▶ [Direction]: Gather every line of the listing below that contains the word "white". Treat uppercase and lowercase letters as different.

Entries from a point annotation set:
# # #

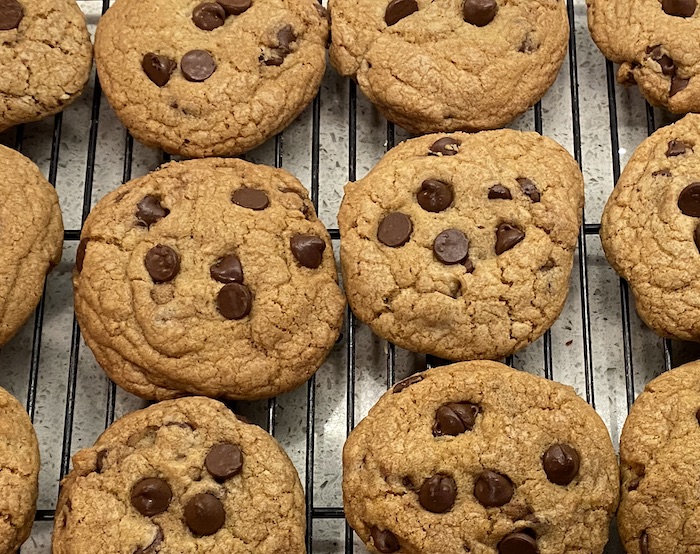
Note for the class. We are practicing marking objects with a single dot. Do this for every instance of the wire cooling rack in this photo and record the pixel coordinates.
(598, 345)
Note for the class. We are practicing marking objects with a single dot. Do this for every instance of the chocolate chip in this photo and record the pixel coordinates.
(451, 247)
(11, 14)
(445, 146)
(227, 270)
(384, 541)
(689, 200)
(499, 192)
(517, 543)
(507, 236)
(529, 189)
(398, 9)
(208, 16)
(438, 494)
(224, 460)
(679, 8)
(395, 229)
(162, 263)
(455, 418)
(252, 199)
(479, 12)
(435, 196)
(234, 301)
(197, 65)
(150, 210)
(561, 464)
(158, 68)
(204, 514)
(492, 489)
(151, 496)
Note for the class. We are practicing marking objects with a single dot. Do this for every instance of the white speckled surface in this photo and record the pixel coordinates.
(331, 407)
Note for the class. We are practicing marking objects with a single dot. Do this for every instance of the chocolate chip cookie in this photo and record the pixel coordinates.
(211, 277)
(181, 476)
(212, 78)
(31, 238)
(45, 55)
(449, 65)
(477, 457)
(656, 43)
(651, 232)
(461, 245)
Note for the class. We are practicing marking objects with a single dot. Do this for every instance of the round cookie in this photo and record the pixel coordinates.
(31, 238)
(461, 246)
(181, 476)
(46, 57)
(650, 229)
(656, 43)
(210, 277)
(210, 78)
(477, 457)
(450, 65)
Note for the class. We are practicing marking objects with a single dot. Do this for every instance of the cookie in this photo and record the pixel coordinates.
(656, 44)
(461, 245)
(210, 78)
(450, 65)
(209, 277)
(659, 507)
(477, 457)
(46, 57)
(31, 238)
(181, 476)
(650, 229)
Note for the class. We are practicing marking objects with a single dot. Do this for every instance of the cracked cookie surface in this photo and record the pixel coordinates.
(183, 475)
(449, 65)
(31, 239)
(476, 457)
(211, 277)
(210, 78)
(461, 246)
(46, 56)
(649, 229)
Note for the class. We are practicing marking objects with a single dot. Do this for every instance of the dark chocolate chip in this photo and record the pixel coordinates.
(438, 494)
(398, 9)
(479, 12)
(158, 68)
(151, 496)
(689, 200)
(197, 65)
(384, 541)
(224, 460)
(252, 199)
(455, 418)
(451, 247)
(435, 196)
(162, 263)
(395, 229)
(492, 489)
(561, 463)
(507, 236)
(204, 514)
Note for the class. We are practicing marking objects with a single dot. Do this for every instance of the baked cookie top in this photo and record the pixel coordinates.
(656, 43)
(449, 65)
(461, 245)
(651, 232)
(46, 57)
(211, 277)
(477, 457)
(31, 238)
(210, 78)
(181, 476)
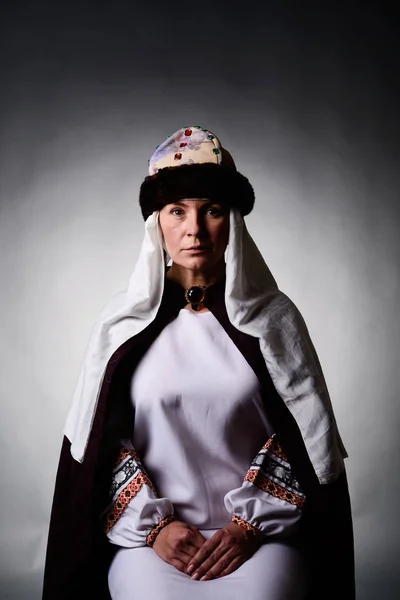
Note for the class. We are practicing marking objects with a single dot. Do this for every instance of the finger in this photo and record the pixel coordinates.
(227, 564)
(235, 564)
(218, 554)
(216, 563)
(203, 553)
(197, 538)
(178, 564)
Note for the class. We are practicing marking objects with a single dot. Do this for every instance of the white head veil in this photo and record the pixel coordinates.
(255, 306)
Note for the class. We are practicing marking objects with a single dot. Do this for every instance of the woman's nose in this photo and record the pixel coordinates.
(195, 225)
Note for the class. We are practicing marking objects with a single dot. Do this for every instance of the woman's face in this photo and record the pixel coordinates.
(196, 232)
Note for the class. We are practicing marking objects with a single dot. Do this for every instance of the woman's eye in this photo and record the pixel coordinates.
(214, 211)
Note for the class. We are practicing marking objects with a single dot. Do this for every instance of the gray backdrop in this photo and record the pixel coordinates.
(304, 99)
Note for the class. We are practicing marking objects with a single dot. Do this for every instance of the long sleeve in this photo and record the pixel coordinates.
(270, 500)
(136, 515)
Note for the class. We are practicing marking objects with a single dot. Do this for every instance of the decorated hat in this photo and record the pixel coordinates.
(191, 163)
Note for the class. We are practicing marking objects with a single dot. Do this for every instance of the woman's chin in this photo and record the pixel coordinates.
(198, 262)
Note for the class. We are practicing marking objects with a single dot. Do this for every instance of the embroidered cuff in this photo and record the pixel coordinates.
(151, 538)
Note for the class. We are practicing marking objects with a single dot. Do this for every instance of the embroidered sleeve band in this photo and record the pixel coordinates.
(271, 472)
(128, 479)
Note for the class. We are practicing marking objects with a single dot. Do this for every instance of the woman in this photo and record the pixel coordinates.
(201, 442)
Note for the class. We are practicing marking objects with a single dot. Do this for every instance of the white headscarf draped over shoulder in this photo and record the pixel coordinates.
(255, 306)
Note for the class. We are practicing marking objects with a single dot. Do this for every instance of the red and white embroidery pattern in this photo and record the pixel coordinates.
(271, 472)
(128, 479)
(151, 538)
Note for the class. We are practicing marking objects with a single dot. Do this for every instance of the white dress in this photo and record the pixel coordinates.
(199, 424)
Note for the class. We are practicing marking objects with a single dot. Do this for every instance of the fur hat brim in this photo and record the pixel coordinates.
(219, 183)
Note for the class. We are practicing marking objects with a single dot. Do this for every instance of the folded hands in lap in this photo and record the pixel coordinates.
(182, 546)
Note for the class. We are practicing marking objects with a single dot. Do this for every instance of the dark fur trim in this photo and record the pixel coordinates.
(216, 182)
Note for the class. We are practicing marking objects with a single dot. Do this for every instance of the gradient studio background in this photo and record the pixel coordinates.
(304, 99)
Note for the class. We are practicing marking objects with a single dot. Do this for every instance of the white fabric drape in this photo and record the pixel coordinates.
(255, 306)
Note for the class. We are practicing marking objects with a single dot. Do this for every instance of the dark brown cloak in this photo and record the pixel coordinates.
(78, 551)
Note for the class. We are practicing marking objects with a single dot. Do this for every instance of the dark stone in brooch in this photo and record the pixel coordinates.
(195, 295)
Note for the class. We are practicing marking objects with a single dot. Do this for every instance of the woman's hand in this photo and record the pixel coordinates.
(177, 543)
(223, 553)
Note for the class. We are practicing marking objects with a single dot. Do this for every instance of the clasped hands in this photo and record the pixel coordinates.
(185, 548)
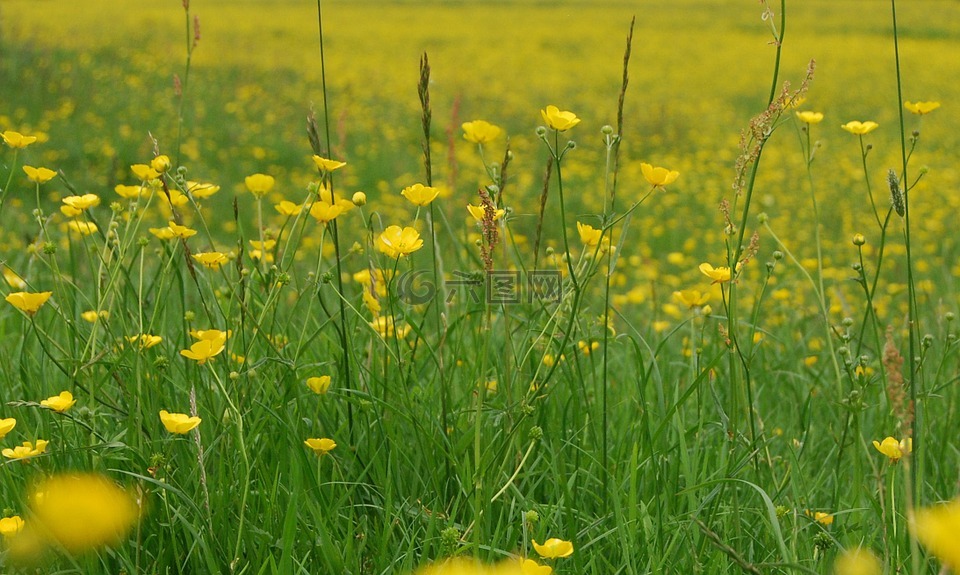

# # #

▶ [The result]:
Note for the class. We are practicing marking objects with a single dot. Do this for every instance of the white speckled surface in this photo and record the pixel coordinates.
Note for the class. We are practicing marking objects with a single dot. Do this for every instance of the white head veil in this photo and record the pixel coordinates.
Note for the class. We are practicing marking objects with a single dot. Do this for every instance of the white headscarf draped over shoulder in this photo and record the pixel coordinates.
Note for the class. We are practicing marking objects with a single dot. Do this for every instance of the red and white embroidery pattern in this photo and record the pixel coordinates.
Note for the class. We are practicing marking objects with a single dot. Do this for every instance of the white dress in this photo and record the pixel coordinates.
Note for the class. We are practicing marking objects with a single dot. Do this for every instance of the white fabric drape in this photo and record the pixel coordinates.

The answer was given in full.